### Extract provided
Sunday, January 12, 2020

Space Cowboys

So, thinking more about a space opera game and what I'd want out of it…
The other night I found myself watching the superior Coen Bros. version of True Grit. Then, this afternoon I watched The Proposition.
All this put me in a Western state of mind.
One (obvious) thing that struck me is how both these movies remind me of Keep On The Borderlands. The idea of a place on the edge of civilization, a frontier, and the dangerous lands beyond. The dangerous land full of outlaws and natives and deadly beasts.
Again, obvious stuff.
Both these movies also got me thinking on the nature of 'civilization'… how it is formed and maintained by the same violence and cruelty it claims to have squashed. The characters in these movies do not wear black or white hats… they're all shades of gray.
There are no Dukes swaggering around… Rooster Cogburn is hardly different from the men he is hired to track down. Cogburn's background is established as having been a bandit, a Confederate raider, a (failed) restaurateur and a bank robber.
The lawmen in The Proposition are also dark fellows. Cruel, ignorant and possessing no better moral compass than the men they're hunting. One Englishman sees no issue with having a simple-minded boy publicly beaten to death without a trial… more as an example of his own power than any legitimate 'justice'.
Anyway, all this just reminds me that that civilization has never meant freedom from cruelty. Order is always maintained on direct or implied threat of violence.

Now, the elements of Westerns I enjoy generally have little or no attachment to actual history. It doesn't matter to me if the stories depict actual events. Given that, there are a lot of non-Western films that fill the same boots. Just about anything taking place in a frontier is going to work on a similar level for me.
In terms of space opera, this reiterates the close match that was flagged by shows like Firefly, Outland and chunks of Star Wars.
Again, obvious stuff. But it moves me along the path of discerning themes I'd want to focus on. More about the friction between the established order and the folks who resist it.
The original Rogue Trader game had gobs of this sort of thing. It initially lacked the presence of Chaos and instead had various beasts, alien monsters, rebellious soldiers and wild frontier planets cut off by fickle warp storms.
Then The Lost And The Damned came out and Chaos became the big bad of 40K. Not that I don't enjoy the Chaos forces (especially their subtler aspects depicted in those early books)… but its a strong flavor that quickly overshadowed all those quainter opponents to Imperial control.
Doing away with Chaos, or even just toning it down considerably, might be a first step toward getting myself back to a 40K setting I can have my way with. Let there be Chaos gods and cultists… but lessen their numbers and force to play a stealthier game ala early Warhammer Fantasy.
Laserburn echoes a lot of early 40K elements… but, again, lacks Chaos. The closest thing is the Red Redemption, only for being a faction of human opponents.
Either way, I think turning the volume down on Chaos will let me explore more of the stuff I was rambling on about Westerns… making it less white hat/black hat and more about the forces of Imperial 'civilization' vs. the forces resisting it. That might move it all closer towards Star Wars and its rebellion… but that's fine. I just bought a copy of the anniversary edition of the D6 WEG Star Wars books, to milk for inspiration and such.

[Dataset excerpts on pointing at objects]
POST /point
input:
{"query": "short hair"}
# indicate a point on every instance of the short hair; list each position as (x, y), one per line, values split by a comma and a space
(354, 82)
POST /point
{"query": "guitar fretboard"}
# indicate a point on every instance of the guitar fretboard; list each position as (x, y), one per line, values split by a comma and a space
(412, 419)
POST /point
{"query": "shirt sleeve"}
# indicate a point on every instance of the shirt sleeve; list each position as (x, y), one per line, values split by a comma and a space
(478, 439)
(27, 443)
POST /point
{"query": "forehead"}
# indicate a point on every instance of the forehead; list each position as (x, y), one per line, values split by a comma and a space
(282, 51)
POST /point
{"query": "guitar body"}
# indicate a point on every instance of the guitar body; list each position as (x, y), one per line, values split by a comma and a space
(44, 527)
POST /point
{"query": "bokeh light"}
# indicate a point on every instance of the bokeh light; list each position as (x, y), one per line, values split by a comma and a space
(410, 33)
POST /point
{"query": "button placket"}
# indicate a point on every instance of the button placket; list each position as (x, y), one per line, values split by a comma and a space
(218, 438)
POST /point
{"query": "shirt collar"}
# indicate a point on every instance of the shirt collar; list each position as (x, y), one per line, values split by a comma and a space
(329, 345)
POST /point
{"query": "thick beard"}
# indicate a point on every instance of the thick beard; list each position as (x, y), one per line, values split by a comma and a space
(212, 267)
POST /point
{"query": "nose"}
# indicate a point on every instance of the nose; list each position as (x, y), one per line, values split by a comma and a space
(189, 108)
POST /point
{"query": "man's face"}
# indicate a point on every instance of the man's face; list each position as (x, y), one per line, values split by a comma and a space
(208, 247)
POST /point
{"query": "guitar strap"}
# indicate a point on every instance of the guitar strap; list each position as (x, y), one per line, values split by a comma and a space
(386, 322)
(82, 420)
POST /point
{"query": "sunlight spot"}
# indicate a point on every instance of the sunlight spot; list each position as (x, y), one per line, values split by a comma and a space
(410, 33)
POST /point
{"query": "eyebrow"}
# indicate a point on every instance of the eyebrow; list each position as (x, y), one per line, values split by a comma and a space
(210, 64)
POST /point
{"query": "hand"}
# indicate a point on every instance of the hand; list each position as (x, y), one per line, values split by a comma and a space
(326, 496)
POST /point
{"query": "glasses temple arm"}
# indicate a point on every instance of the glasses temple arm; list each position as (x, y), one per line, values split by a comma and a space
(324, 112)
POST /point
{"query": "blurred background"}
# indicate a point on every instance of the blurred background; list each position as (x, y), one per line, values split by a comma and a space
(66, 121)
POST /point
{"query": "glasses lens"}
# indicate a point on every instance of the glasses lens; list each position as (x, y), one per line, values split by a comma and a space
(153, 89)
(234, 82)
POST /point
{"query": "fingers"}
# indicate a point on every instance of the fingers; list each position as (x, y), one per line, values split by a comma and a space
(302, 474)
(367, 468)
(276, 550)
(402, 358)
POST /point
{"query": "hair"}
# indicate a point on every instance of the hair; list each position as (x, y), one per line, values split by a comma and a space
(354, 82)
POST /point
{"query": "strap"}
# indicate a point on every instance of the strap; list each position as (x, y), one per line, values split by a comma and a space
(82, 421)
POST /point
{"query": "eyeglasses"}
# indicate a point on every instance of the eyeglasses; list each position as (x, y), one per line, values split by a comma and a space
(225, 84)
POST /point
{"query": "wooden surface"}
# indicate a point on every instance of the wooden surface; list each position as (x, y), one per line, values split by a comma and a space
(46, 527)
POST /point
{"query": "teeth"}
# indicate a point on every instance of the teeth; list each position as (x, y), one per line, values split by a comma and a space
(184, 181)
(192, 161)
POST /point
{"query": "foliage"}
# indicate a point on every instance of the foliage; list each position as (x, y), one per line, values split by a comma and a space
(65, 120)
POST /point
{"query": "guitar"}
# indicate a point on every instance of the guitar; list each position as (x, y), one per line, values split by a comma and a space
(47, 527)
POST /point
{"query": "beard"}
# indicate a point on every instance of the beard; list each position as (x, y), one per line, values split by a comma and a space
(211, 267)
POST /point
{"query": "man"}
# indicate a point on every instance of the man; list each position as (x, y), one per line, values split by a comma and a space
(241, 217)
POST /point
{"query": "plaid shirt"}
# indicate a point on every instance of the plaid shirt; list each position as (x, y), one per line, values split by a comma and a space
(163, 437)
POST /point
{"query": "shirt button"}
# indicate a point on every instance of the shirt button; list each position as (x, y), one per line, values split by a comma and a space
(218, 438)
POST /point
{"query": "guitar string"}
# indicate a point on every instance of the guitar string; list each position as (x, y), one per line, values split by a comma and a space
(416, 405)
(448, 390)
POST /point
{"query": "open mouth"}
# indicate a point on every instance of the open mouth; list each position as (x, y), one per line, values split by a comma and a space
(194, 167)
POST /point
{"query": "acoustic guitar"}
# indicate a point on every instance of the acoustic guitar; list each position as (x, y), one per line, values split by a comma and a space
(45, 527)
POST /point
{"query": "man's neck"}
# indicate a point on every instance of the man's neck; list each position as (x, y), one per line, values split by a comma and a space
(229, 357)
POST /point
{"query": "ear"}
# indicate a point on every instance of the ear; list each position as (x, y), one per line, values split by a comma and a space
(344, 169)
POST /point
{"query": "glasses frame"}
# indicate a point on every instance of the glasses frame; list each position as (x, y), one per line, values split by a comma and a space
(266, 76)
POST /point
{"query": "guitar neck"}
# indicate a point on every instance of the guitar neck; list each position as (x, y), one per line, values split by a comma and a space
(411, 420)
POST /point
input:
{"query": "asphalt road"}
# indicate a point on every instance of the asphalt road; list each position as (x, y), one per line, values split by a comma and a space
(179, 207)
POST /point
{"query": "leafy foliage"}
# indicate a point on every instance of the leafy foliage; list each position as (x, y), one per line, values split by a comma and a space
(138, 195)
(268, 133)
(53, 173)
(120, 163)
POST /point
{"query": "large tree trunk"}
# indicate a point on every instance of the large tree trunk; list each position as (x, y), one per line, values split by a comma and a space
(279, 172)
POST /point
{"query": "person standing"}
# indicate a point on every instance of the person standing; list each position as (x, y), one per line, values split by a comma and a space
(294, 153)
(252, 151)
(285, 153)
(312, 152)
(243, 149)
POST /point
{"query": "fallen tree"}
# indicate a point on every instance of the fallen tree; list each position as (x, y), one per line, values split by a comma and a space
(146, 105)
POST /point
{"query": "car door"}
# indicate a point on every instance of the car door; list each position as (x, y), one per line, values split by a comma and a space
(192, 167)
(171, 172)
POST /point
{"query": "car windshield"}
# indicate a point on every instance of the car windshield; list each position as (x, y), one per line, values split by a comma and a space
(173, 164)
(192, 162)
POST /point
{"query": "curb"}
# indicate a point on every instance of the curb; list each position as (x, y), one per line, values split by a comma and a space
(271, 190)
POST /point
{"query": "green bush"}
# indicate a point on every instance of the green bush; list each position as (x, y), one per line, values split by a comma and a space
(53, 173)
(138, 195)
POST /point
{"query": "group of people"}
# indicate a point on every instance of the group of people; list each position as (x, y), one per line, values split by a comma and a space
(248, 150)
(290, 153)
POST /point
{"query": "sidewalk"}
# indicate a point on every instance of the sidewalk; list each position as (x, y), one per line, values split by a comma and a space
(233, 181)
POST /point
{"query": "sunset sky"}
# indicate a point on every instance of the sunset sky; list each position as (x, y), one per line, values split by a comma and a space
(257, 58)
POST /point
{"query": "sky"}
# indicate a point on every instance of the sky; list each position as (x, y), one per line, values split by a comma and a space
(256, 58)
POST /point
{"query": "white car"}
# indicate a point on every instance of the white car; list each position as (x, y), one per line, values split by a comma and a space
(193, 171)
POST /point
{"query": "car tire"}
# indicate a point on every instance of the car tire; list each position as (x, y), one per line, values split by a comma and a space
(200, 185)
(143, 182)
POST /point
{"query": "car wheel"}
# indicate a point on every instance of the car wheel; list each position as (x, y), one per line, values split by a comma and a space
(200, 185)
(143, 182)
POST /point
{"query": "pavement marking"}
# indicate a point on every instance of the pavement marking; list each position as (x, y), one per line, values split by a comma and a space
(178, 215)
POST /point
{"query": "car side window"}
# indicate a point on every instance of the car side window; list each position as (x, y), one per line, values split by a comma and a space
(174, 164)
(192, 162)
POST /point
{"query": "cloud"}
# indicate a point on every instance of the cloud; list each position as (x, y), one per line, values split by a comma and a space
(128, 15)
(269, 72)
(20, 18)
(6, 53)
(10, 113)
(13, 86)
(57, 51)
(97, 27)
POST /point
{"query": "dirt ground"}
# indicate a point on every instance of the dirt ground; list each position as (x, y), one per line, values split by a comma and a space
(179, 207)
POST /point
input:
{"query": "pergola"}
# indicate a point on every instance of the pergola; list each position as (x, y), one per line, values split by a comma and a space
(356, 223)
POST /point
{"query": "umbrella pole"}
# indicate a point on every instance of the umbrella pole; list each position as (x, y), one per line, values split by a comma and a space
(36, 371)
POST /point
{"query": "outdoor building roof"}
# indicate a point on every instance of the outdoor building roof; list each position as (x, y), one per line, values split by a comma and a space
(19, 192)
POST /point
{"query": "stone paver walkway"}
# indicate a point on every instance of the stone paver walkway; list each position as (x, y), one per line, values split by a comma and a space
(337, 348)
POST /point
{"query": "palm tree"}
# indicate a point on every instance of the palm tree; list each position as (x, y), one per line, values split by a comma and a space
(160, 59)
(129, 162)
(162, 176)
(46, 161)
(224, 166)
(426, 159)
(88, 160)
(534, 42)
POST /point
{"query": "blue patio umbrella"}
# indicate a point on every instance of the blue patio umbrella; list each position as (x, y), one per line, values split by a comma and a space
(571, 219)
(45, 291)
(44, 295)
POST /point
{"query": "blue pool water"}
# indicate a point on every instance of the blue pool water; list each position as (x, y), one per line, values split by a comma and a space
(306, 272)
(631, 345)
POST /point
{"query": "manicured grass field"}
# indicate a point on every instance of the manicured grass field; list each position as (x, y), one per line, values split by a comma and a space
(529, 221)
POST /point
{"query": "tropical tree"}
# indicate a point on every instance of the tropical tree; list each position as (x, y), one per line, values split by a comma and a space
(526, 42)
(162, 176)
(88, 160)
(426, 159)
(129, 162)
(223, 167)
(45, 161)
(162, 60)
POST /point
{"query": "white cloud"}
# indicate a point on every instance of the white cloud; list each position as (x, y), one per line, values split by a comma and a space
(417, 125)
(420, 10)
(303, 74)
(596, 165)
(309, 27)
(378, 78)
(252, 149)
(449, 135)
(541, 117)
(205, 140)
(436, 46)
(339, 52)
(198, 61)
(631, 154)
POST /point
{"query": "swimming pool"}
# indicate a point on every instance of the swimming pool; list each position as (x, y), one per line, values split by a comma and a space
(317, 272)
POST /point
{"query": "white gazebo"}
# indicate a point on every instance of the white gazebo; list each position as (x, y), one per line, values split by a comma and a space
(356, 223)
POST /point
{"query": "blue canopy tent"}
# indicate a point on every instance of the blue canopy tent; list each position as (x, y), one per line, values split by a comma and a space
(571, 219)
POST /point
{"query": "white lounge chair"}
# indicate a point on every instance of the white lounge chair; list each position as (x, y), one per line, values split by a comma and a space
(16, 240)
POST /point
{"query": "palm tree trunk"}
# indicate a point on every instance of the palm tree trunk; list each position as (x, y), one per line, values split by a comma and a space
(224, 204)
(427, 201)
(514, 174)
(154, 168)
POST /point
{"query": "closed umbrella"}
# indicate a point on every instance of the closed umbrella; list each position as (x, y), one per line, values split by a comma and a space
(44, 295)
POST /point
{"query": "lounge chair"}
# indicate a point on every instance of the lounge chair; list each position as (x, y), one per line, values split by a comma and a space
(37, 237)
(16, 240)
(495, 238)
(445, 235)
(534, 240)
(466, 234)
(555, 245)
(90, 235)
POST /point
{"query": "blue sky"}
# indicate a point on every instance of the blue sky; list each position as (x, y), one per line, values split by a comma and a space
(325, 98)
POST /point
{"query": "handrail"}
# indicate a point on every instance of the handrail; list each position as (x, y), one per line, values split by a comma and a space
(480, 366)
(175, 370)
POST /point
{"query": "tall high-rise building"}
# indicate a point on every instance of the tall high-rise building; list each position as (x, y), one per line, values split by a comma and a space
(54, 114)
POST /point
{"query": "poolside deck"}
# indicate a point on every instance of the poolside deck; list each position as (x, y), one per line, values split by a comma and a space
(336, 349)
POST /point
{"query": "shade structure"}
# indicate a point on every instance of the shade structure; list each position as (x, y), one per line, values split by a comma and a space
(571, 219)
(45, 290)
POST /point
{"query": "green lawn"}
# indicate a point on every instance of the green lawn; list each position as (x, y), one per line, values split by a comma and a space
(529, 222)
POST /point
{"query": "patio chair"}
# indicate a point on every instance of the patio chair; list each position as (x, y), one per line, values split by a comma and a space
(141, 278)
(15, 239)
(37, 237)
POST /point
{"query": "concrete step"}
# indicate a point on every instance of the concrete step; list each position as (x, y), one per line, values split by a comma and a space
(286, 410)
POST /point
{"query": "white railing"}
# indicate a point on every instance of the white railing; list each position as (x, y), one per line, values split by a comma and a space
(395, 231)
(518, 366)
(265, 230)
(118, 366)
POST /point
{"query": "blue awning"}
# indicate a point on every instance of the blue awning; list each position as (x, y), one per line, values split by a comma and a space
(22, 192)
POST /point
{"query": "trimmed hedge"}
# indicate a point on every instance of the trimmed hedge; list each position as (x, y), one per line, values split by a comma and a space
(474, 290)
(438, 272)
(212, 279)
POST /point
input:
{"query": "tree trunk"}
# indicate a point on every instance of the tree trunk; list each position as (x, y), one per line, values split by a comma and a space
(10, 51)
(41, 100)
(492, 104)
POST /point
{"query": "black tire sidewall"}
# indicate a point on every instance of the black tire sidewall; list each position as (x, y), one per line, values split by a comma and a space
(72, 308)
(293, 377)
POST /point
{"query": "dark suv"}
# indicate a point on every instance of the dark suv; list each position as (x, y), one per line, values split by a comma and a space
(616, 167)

### Objective A
According to the blog post about Westerns and space opera, what roles make up Rooster Cogburn's background? List every one.
### Objective B
Summarize the blog post about Westerns and space opera in two sentences.
### Objective C
Quote the blog post about Westerns and space opera between "Space Cowboys" and "state of mind.", inclusive.
Answer using only the blog post about Westerns and space opera.

### Expected answer A
- a bandit
- a Confederate raider
- a (failed) restaurateur
- a bank robber

### Expected answer B
After watching True Grit and The Proposition, the author reflects that these frontier stories show civilization being maintained by the same violence and cruelty it claims to have squashed, with characters in shades of gray rather than black or white hats. Seeing a close match between Westerns and space opera, the author considers toning down Chaos in a 40K setting to focus on the friction between Imperial "civilization" and the forces resisting it.

### Expected answer C
Space Cowboys

So, thinking more about a space opera game and what I'd want out of it…
The other night I found myself watching the superior Coen Bros. version of True Grit. Then, this afternoon I watched The Proposition.
All this put me in a Western state of mind.